■ 文書抜粋 ■
↓↓↓

二宮 まず第一にマスコミが「消費税増税しかない」という偏ったキャンペーンを張りました。大企業寄りと言われている読売、産經新聞はもちろん、朝日、毎日までが消費税を上げろという大合唱。いつの間にか国民の間に「増税=消費税率アップしかない」という図式が定着してしまいました。
いくら私たちが、「日本には新富裕層が現れて、東京には一泊100万円もするホテルが出現している。一泊100万円で泊まるところを、10万円のホテルで『我慢』してもらって、90万円を貧困層に回せば、この財源不足は解決する」と言っても、国民の間に広がっていかなかったのです。
つまり第2の要因は、国民自身に問題があった。もっとしっかりと世の中の仕組みを見極めて、マスコミや財界を代弁する政党のキャンペーンにだまされない有権者が増えないと、この国はダメになっていきます。
丹羽野 マスコミはみんなの党を持ち上げていたというイメージがあります。しかしみんなの党が主張していたのは「公務員を減らせ」の一点張りでしたね。

↑↑↑

■ 提供資料 ■

↓↓↓

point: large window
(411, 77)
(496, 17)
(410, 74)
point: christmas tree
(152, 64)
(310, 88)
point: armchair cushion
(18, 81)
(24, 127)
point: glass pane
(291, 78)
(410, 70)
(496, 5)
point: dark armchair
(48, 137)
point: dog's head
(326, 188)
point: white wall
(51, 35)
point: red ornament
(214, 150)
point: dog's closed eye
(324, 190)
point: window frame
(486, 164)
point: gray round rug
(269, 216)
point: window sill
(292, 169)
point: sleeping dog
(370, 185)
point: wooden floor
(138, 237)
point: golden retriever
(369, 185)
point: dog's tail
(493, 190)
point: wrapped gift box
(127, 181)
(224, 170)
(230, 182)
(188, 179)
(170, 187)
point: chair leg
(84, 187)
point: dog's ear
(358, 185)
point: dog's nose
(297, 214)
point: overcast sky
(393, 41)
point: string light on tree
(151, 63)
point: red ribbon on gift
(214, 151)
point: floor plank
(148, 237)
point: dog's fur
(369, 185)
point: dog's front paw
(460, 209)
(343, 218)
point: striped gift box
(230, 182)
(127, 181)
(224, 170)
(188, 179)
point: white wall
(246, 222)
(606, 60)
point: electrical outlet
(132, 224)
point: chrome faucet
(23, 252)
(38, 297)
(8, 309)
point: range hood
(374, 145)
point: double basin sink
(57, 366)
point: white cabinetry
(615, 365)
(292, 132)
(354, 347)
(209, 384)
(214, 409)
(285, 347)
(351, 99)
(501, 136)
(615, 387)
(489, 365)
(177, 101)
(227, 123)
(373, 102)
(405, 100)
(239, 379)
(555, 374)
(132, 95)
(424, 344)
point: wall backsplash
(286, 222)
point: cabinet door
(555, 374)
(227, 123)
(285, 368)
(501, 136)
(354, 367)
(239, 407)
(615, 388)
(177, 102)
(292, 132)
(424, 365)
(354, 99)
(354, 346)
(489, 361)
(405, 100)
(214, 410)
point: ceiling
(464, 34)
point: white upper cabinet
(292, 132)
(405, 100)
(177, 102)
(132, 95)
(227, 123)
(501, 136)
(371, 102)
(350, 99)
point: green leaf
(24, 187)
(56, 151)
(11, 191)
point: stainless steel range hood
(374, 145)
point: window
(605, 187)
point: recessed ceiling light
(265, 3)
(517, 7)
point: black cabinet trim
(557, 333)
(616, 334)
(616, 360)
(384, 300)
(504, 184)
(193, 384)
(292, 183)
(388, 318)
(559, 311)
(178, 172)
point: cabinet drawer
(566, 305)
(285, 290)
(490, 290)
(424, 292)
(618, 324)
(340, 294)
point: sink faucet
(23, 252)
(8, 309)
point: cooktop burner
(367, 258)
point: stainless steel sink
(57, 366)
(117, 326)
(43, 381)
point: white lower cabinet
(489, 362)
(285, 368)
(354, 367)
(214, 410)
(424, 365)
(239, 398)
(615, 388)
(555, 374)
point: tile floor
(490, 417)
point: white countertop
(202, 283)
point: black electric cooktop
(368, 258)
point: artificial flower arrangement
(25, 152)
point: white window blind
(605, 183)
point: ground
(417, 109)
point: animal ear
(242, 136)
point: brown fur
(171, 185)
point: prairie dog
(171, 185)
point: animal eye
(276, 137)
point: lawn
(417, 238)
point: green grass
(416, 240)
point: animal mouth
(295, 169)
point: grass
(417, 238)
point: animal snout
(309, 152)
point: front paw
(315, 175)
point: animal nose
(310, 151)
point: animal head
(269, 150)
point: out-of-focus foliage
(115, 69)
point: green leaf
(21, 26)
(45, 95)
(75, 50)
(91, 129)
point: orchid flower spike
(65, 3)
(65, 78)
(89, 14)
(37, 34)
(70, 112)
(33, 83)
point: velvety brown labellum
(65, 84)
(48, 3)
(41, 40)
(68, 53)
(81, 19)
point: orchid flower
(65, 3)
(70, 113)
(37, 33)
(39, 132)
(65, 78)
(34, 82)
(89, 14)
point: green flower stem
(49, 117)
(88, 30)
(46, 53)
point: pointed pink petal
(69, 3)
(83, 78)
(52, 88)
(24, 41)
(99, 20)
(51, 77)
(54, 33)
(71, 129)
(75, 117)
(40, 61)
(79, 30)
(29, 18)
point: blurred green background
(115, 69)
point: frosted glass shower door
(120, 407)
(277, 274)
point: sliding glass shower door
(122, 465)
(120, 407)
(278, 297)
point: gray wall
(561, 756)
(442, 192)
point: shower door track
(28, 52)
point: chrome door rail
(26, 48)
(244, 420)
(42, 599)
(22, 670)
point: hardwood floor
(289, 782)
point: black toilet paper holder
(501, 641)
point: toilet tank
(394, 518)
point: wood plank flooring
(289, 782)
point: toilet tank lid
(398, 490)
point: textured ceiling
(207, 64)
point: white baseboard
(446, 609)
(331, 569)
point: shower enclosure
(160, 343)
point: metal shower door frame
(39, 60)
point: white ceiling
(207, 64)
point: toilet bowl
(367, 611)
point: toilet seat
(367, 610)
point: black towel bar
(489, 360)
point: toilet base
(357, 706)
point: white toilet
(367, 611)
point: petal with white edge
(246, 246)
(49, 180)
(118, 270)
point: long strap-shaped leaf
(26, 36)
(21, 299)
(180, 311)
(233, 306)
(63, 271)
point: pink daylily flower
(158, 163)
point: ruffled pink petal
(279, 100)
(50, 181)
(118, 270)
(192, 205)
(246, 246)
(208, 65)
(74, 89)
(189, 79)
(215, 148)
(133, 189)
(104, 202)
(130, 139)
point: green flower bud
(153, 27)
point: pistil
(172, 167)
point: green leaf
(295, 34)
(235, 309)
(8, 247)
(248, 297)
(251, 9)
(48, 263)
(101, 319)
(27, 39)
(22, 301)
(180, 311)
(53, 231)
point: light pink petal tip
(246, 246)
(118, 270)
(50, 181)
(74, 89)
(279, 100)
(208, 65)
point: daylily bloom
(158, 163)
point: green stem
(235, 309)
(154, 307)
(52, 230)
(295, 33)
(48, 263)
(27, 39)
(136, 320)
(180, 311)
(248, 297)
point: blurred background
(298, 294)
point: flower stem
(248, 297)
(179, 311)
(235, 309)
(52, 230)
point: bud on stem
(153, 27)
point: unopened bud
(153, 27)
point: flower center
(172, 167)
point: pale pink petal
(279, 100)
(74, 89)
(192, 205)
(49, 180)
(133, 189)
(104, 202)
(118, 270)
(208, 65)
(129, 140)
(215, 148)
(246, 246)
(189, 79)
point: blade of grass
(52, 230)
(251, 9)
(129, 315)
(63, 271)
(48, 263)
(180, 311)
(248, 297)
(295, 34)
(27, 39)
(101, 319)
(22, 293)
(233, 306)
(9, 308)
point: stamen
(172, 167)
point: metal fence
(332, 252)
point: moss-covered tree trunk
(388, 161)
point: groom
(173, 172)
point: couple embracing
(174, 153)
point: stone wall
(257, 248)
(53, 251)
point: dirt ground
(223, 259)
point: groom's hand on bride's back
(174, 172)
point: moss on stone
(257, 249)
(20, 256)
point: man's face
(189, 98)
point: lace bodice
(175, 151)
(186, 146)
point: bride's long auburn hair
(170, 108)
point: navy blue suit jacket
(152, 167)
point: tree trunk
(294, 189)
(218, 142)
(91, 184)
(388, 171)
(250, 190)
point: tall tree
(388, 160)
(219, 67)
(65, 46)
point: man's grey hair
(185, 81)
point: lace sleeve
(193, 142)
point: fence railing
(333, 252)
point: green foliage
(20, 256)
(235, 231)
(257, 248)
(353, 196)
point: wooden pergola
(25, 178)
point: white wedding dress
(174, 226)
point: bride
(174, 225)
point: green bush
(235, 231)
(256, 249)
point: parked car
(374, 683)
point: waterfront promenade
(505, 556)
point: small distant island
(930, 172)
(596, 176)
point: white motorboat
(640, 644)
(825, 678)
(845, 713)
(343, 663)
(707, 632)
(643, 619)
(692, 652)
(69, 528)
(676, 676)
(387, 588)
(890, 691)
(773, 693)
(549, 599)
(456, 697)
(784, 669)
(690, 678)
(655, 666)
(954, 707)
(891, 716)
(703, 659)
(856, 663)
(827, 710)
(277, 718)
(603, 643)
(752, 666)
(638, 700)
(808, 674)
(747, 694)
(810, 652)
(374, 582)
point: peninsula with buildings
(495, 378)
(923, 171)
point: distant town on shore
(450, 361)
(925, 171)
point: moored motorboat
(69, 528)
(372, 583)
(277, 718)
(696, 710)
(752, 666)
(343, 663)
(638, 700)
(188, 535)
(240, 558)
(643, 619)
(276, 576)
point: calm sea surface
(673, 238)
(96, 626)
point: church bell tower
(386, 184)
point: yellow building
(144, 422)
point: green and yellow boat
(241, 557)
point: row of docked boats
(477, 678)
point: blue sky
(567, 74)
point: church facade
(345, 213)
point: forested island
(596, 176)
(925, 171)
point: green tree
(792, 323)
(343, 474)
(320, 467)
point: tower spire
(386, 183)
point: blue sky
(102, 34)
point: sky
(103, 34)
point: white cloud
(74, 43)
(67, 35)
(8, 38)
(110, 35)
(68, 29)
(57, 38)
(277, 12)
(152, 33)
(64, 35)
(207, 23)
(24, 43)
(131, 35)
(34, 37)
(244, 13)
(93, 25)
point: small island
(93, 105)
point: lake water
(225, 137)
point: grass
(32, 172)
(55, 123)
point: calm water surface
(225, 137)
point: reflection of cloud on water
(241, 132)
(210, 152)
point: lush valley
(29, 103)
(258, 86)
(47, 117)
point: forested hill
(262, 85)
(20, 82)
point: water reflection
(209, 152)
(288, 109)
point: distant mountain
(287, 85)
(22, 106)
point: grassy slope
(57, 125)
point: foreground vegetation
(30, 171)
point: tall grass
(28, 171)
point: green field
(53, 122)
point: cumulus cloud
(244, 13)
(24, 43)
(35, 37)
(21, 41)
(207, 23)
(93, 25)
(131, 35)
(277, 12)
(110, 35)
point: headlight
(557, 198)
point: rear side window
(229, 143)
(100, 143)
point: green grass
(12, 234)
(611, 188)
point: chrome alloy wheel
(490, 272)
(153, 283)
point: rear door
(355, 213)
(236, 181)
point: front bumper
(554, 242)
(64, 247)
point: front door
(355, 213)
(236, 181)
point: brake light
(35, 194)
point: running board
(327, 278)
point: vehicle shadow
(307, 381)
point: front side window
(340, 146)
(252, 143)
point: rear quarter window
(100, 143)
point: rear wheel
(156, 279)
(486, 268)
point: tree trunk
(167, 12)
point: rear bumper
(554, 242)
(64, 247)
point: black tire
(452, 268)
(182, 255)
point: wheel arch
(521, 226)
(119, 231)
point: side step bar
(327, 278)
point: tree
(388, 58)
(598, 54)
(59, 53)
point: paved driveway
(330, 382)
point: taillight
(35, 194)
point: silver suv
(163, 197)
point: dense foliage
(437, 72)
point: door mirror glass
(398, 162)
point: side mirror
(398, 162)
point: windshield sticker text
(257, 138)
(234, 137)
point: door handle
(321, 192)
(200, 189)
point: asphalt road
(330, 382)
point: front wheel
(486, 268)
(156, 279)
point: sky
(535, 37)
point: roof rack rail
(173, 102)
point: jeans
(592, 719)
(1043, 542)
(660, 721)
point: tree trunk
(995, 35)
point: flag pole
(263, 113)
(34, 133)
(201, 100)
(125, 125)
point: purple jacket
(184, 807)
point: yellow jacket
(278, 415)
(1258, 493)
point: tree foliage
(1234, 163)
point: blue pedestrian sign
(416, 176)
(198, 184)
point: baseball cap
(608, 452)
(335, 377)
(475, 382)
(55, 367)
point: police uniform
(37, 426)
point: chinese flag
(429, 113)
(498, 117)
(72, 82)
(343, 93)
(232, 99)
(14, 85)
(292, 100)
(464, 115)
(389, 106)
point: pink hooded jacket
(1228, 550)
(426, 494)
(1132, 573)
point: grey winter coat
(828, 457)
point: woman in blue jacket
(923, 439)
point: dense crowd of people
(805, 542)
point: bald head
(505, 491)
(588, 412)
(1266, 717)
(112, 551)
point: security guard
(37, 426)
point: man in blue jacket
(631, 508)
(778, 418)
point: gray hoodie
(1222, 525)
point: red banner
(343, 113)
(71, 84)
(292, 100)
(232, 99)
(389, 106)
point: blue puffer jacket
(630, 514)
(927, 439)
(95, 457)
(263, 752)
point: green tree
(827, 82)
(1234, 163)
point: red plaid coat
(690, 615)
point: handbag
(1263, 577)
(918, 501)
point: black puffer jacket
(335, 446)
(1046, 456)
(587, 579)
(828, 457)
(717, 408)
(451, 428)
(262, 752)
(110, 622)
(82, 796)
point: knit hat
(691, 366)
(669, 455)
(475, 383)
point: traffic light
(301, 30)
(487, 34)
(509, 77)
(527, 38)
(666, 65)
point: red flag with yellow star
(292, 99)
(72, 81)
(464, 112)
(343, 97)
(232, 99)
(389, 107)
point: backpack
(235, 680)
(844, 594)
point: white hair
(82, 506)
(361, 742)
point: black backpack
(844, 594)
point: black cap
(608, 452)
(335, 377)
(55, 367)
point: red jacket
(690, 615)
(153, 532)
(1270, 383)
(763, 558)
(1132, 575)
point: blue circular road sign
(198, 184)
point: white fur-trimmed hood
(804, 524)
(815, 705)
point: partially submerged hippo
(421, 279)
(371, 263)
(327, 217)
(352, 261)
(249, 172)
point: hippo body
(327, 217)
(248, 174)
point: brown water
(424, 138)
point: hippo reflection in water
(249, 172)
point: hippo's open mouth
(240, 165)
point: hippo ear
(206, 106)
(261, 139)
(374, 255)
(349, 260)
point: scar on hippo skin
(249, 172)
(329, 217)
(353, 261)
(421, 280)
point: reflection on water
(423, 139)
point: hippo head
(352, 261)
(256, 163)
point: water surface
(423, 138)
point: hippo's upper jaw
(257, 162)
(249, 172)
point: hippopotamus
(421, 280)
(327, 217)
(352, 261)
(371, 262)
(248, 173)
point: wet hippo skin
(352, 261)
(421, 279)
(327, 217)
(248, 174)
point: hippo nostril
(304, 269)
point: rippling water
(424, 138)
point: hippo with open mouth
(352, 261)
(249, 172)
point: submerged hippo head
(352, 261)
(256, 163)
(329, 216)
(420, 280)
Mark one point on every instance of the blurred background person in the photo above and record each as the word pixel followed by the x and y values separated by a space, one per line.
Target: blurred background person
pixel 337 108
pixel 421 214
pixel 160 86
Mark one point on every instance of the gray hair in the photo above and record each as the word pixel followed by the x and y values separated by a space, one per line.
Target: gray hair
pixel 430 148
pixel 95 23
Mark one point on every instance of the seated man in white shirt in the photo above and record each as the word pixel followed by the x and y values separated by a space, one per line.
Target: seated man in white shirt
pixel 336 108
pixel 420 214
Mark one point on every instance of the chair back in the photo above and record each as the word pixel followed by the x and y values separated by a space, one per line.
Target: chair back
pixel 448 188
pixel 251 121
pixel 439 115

↑↑↑

■ 課題内容 ■
[1] 消費税をめぐる対談で、二宮が東京に出現していると述べているホテルは一泊いくらか答えよ。
[2] 消費税をめぐる対談のうち、「いくら私たちが、「日本には新」から始めて「減らせ」の一点張りでしたね。」までの部分をそのまま書き写せ。

■ 解答一覧 ■
[1] 一泊100万円。

[2]
いくら私たちが、「日本には新富裕層が現れて、東京には一泊100万円もするホテルが出現している。一泊100万円で泊まるところを、10万円のホテルで『我慢』してもらって、90万円を貧困層に回せば、この財源不足は解決する」と言っても、国民の間に広がっていかなかったのです。
つまり第2の要因は、国民自身に問題があった。もっとしっかりと世の中の仕組みを見極めて、マスコミや財界を代弁する政党のキャンペーンにだまされない有権者が増えないと、この国はダメになっていきます。
丹羽野 マスコミはみんなの党を持ち上げていたというイメージがあります。しかしみんなの党が主張していたのは「公務員を減らせ」の一点張りでしたね。